_Auszug:_

──────────

Gleichermaßen problematisch und viel diskutiert das Rechtsrock-Konzert in Themar im Juli 2017(2): Umgeben von Zäunen, mit Szenefläche, Zugangsbeschränkungen etc. eigentlich alle Kriterien für eine Veranstaltung aufweisend (und damit natürlich eigentlich bestimmten Auflagen und Vorgaben unterliegend), wurde die Veranstaltung durch das Oberverwaltungsgericht als Versammlung gewertet, da Meinungsäußerung auch in musikalischer Form erfolgen könne(3). Da kann man es durchaus verstehen, dass der eine oder andere sich wundert und fragt, wie es denn sein kann, dass es für die einen Veranstaltungen (möglicherwiese sehr hohe) Auflagen gibt und für die anderen Veranstaltungen nur die sehr sparsamen Auflagen des Versammlungsrechtes gelten. Neben der Sicherheit der Besucher spielen hier u.a. auch finanzielle Überlegungen eine Rolle: Es macht schon einen Unterschied, man 500 Meter Absperrungen mieten muss oder ob die Polizei das Material nicht nur kostenfrei zur Verfügung stellt, sondern praktischerweise auch noch auf- und abbaut.
Politische Instrumentalisierung von Veranstaltungssicherheit
So richtig spannend wird es dann, wenn „die Politik“ sich in die Planung oder Durchführung einmischt und aus der Veranstaltung auf einmal eine politische Veranstaltung wird – ohne dass es etwas mit anwesenden Personen oder politischen Inhalten zu tun hätte. Das beginnt mit einem „Da müssen wir doch noch mal drüber reden“-Termin, in dem Anforderungen diskutiert werden (die man meist mit guten Argumenten und etwas Standfestigkeit gut überstehen kann), und endet mit einem Termin beim Oberbürgermeister (bzw. dessen Vertreter), in dem man mitgeteilt bekommt, wie es zu laufen hat. Hier helfen gute Argumente meist nicht mehr.
Die meisten Veranstaltungs- und Sicherheitsplaner haben sich schon einmal in einer Situation befunden, mit Dingen umgehen zu müssen, „weil die Politik das so will“. Das beginnt mit Veranstaltungen, die unbedingt stattfinden müssen, auch wenn z.B. der Platz eigentlich nicht geeignet ist („Das kriegen Sie schon hin.“), und endet mit Abschrankungen, die nicht aufgebaut werden können, weil sie nicht hübsch genug sind („Wir wollen ja schöne Bilder im Fernsehen.“). Da nutzt es auch nichts, wenn auf operativer Ebene alle der Meinung sind, dass die Abschrankungen notwendig sind – die Entscheidung wird dennoch auf einer Ebene getroffen, auf der es lange nicht mehr um Abschrankungen, sondern um Wohlwollen und Aufstieg geht. An dieser Stelle ist der Veranstaltungs-/Sicherheitsplaner gefragt: In erster Linie gilt es natürlich immer, konstruktive Lösungen zu finden. Lassen sich die Abschrankungen mit Hussen aufhübschen? Sind andere Abschrankungen möglich, die dennoch das Schutzziel erreichen? Vielleicht auch ein komplett anderer Aufbau? Irgendwann kommt aber ein Moment, an dem man sich entscheiden muss, ob man das noch mitmacht.

──────────

[Fotobasierte Daten zur Punktbeschriftung]
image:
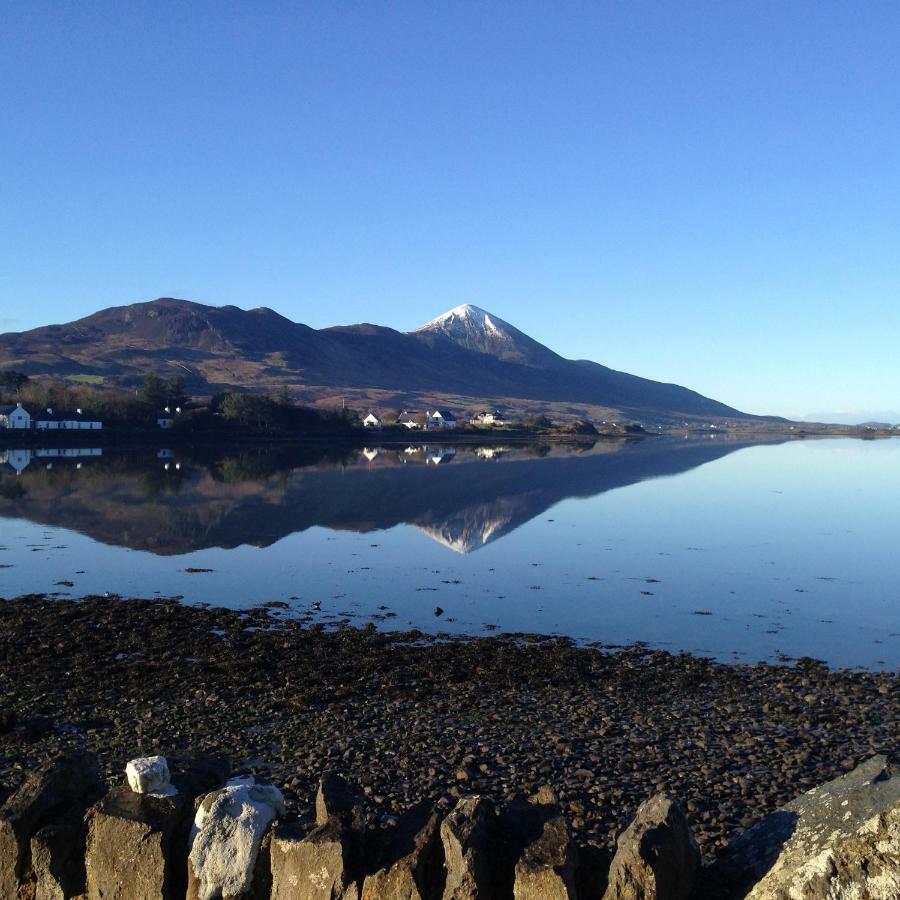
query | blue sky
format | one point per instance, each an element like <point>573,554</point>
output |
<point>706,193</point>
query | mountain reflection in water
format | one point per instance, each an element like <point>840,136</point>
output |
<point>170,502</point>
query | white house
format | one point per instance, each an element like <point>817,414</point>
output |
<point>15,417</point>
<point>440,418</point>
<point>81,421</point>
<point>487,418</point>
<point>166,419</point>
<point>77,421</point>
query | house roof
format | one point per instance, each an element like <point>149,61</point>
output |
<point>64,417</point>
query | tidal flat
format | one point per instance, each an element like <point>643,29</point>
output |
<point>409,716</point>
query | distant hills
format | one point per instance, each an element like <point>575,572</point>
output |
<point>465,358</point>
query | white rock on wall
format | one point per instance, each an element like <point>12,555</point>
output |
<point>150,775</point>
<point>228,829</point>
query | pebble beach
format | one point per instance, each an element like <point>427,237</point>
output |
<point>409,716</point>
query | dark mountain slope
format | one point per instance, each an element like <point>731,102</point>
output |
<point>466,353</point>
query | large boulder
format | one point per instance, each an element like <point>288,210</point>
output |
<point>410,867</point>
<point>545,856</point>
<point>465,834</point>
<point>229,827</point>
<point>320,866</point>
<point>839,840</point>
<point>136,846</point>
<point>57,859</point>
<point>60,790</point>
<point>656,856</point>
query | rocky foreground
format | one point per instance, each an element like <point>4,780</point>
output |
<point>410,718</point>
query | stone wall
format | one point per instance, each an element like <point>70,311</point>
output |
<point>185,829</point>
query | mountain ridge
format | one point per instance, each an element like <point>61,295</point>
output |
<point>466,355</point>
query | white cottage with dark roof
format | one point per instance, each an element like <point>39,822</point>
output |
<point>15,416</point>
<point>441,418</point>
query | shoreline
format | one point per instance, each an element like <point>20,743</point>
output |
<point>408,715</point>
<point>145,439</point>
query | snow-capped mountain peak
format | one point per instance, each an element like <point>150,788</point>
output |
<point>477,329</point>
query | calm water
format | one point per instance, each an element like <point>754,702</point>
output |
<point>742,552</point>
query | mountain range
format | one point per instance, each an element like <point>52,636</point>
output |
<point>466,358</point>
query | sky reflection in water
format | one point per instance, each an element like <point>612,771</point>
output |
<point>735,551</point>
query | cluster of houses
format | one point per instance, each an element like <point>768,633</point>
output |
<point>19,418</point>
<point>434,420</point>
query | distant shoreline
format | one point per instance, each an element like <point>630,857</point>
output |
<point>121,438</point>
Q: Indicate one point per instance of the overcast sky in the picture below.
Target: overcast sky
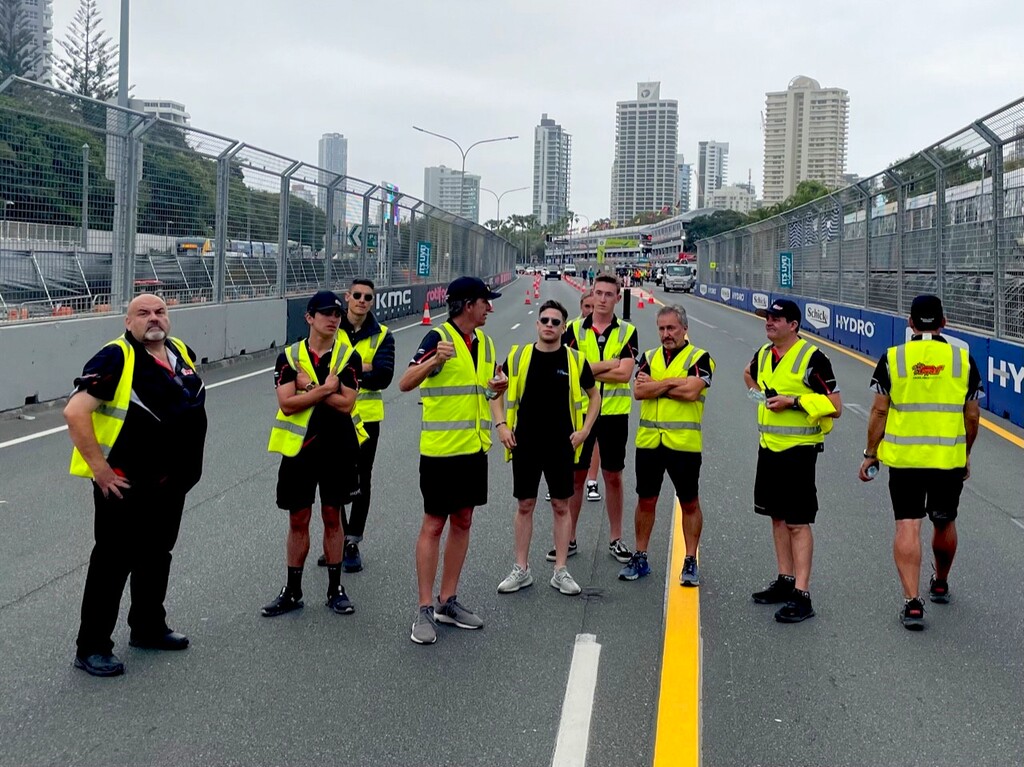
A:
(279, 74)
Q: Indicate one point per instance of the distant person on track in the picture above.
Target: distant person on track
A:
(610, 347)
(671, 384)
(543, 433)
(137, 420)
(455, 370)
(798, 399)
(316, 380)
(375, 344)
(923, 424)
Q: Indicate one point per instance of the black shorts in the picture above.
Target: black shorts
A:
(320, 464)
(783, 487)
(683, 469)
(611, 433)
(453, 482)
(915, 493)
(530, 460)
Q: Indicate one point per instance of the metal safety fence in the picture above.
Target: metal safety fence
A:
(947, 220)
(98, 204)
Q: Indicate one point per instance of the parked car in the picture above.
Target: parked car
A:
(679, 277)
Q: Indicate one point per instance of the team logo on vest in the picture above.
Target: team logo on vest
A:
(928, 370)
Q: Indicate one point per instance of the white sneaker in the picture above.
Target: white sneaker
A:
(564, 583)
(518, 579)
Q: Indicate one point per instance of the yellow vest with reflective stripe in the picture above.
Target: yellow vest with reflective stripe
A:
(615, 398)
(671, 422)
(925, 426)
(456, 413)
(289, 432)
(110, 417)
(370, 402)
(787, 428)
(519, 368)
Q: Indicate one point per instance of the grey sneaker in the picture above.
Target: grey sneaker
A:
(424, 630)
(454, 613)
(564, 583)
(620, 551)
(690, 574)
(518, 579)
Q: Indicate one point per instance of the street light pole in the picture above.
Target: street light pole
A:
(464, 153)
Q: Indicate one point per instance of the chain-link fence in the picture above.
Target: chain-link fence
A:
(98, 204)
(947, 220)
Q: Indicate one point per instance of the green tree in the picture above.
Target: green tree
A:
(89, 65)
(19, 53)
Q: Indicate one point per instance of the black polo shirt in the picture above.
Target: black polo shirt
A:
(164, 432)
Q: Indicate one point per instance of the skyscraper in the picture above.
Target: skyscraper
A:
(333, 157)
(683, 170)
(643, 174)
(713, 169)
(552, 155)
(441, 186)
(806, 129)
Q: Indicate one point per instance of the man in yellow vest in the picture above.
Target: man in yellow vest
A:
(316, 380)
(611, 348)
(375, 344)
(923, 424)
(137, 420)
(455, 370)
(671, 385)
(543, 434)
(798, 399)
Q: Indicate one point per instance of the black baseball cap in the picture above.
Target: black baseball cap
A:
(323, 300)
(783, 308)
(469, 289)
(926, 312)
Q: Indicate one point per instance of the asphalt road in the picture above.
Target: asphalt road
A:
(850, 686)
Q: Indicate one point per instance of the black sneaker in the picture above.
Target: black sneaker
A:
(779, 590)
(340, 602)
(286, 602)
(797, 609)
(912, 614)
(351, 561)
(938, 591)
(571, 551)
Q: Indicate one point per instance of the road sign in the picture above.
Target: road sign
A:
(784, 269)
(423, 258)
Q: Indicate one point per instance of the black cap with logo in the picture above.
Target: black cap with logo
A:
(783, 308)
(926, 312)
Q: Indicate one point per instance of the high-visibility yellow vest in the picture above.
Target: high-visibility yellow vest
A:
(615, 398)
(456, 413)
(370, 402)
(109, 418)
(518, 370)
(925, 426)
(671, 422)
(788, 428)
(289, 432)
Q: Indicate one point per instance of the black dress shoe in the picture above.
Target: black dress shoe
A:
(172, 640)
(100, 665)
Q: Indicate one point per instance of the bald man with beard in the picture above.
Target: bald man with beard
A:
(137, 420)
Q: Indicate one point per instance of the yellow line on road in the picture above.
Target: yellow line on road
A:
(677, 737)
(992, 427)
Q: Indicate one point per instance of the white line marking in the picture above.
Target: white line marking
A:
(58, 429)
(573, 728)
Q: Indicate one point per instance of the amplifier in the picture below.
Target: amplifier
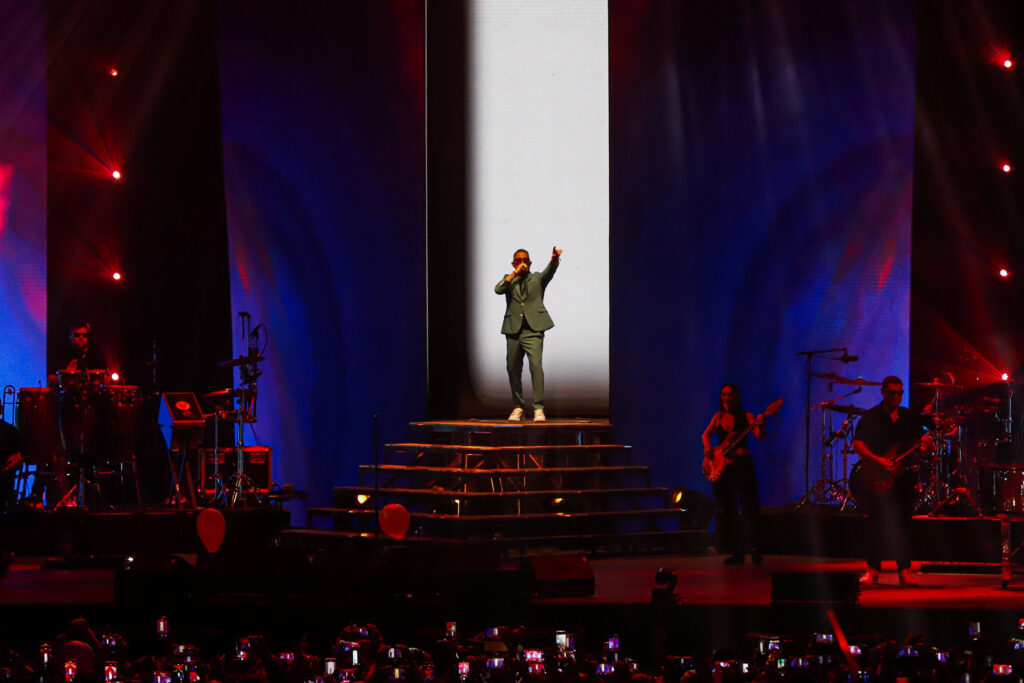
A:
(257, 462)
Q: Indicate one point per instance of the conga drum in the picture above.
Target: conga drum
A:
(36, 418)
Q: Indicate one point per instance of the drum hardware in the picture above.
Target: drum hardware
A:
(78, 427)
(8, 390)
(837, 379)
(833, 486)
(808, 357)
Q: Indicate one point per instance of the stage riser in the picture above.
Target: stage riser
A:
(509, 503)
(933, 539)
(499, 481)
(525, 478)
(512, 460)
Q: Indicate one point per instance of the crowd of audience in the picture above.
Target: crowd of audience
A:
(83, 654)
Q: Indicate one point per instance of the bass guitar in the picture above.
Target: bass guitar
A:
(723, 455)
(877, 478)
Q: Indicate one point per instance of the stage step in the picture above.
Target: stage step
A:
(497, 432)
(506, 502)
(561, 482)
(510, 471)
(683, 542)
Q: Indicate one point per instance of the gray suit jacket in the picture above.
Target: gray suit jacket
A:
(524, 301)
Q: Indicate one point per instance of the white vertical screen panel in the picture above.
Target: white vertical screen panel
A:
(539, 177)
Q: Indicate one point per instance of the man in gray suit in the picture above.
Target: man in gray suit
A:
(525, 322)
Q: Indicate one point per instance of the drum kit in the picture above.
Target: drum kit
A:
(76, 432)
(85, 428)
(972, 461)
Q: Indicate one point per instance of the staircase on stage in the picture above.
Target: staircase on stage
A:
(560, 483)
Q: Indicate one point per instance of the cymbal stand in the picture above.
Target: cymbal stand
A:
(215, 480)
(77, 496)
(808, 356)
(242, 485)
(957, 485)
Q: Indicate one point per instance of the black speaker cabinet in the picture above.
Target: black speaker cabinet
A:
(181, 420)
(257, 464)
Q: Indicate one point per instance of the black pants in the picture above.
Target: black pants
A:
(737, 532)
(888, 520)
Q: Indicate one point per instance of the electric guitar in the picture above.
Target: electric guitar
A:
(877, 478)
(723, 455)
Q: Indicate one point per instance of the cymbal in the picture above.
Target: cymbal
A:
(837, 379)
(935, 384)
(221, 394)
(847, 410)
(241, 360)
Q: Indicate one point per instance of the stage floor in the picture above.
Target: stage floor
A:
(705, 581)
(624, 581)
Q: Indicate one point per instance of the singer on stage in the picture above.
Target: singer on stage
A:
(525, 321)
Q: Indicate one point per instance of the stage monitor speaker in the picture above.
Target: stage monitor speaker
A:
(560, 575)
(180, 420)
(257, 461)
(816, 587)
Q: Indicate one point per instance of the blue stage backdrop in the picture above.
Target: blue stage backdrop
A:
(761, 187)
(322, 107)
(23, 193)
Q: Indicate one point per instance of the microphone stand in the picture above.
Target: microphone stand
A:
(808, 355)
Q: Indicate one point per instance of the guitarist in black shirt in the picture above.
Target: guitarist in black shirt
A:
(737, 479)
(887, 437)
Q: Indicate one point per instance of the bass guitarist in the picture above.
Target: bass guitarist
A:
(886, 438)
(737, 481)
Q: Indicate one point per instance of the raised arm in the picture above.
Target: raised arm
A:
(758, 428)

──────────

_Übungsaufgaben:_
a – Geben Sie aus dem Auszug über Veranstaltungssicherheit den Abschnitt wortgetreu aus, der mit den Worten „Politische Instrumentalisierung von“ beginnt und mit „meist nicht mehr.“ endet.
b – Führen Sie den Auszug über Veranstaltungssicherheit im Anschluss an seinen letzten Satz weiter.

_Ausgaben je Aufgabe:_
a –
Politische Instrumentalisierung von Veranstaltungssicherheit
So richtig spannend wird es dann, wenn „die Politik“ sich in die Planung oder Durchführung einmischt und aus der Veranstaltung auf einmal eine politische Veranstaltung wird – ohne dass es etwas mit anwesenden Personen oder politischen Inhalten zu tun hätte. Das beginnt mit einem „Da müssen wir doch noch mal drüber reden“-Termin, in dem Anforderungen diskutiert werden (die man meist mit guten Argumenten und etwas Standfestigkeit gut überstehen kann), und endet mit einem Termin beim Oberbürgermeister (bzw. dessen Vertreter), in dem man mitgeteilt bekommt, wie es zu laufen hat. Hier helfen gute Argumente meist nicht mehr.

b –
Bei allem notwendigem Respekt vor den jeweiligen Ämtern gilt hier das Festhalten am eigenen Sachverstand. Solange diese Gespräche intern und hinter verschlossenen Türen stattfinden, helfen an dieser Stelle manchmal klare Worte (auch wenn natürlich jedem klar ist, dass dies – und das ist ehrlicherweise nicht so selten, wenn erst einmal die Politik oder Menschen mit politischen Ambitionen mitmischen – das Ende der eigenen Beauftragungshistorie in der Stadt/dem Kontext sein kann). Nahezu verloren (oder zumindest sehr herausfordernd) ist die Situation, wenn diese Meinungsbekundungen von politischer Seite öffentlich stattfinden. Wenn ein Innenminister vor laufender Kamera seine Meinung abgibt, wie er dieses oder jenes in Bezug auf die Veranstaltung beurteilt, dann ist das schwierig und zwingt eine Vielzahl von Beteiligten zum – dann nicht mehr immer ganz neutralen – Handeln. Nicht wenige werden sich z.B. gefragt haben, was der Bürgermeister der Verbandsgemeinde Mendig wohl gedacht hat, als er den Tweet seines Innenministers gelesen hat: „RAR, meine dringende Empfehlung an den Veranstalter und die VGV Mendig als Genehmigungsbehörde für ‚Rock am Ring’: das war’s für 2016“ (4). Getoppt wird das Ganze noch, wenn dies alles jeweils zu Wahlkampfzeiten stattfindet – wenn es nicht mehr um Inhalte und Argumente, sondern um Profilierung und Meinungsmache geht, und darum, wer als erster mit welchem Statement nach außen geht.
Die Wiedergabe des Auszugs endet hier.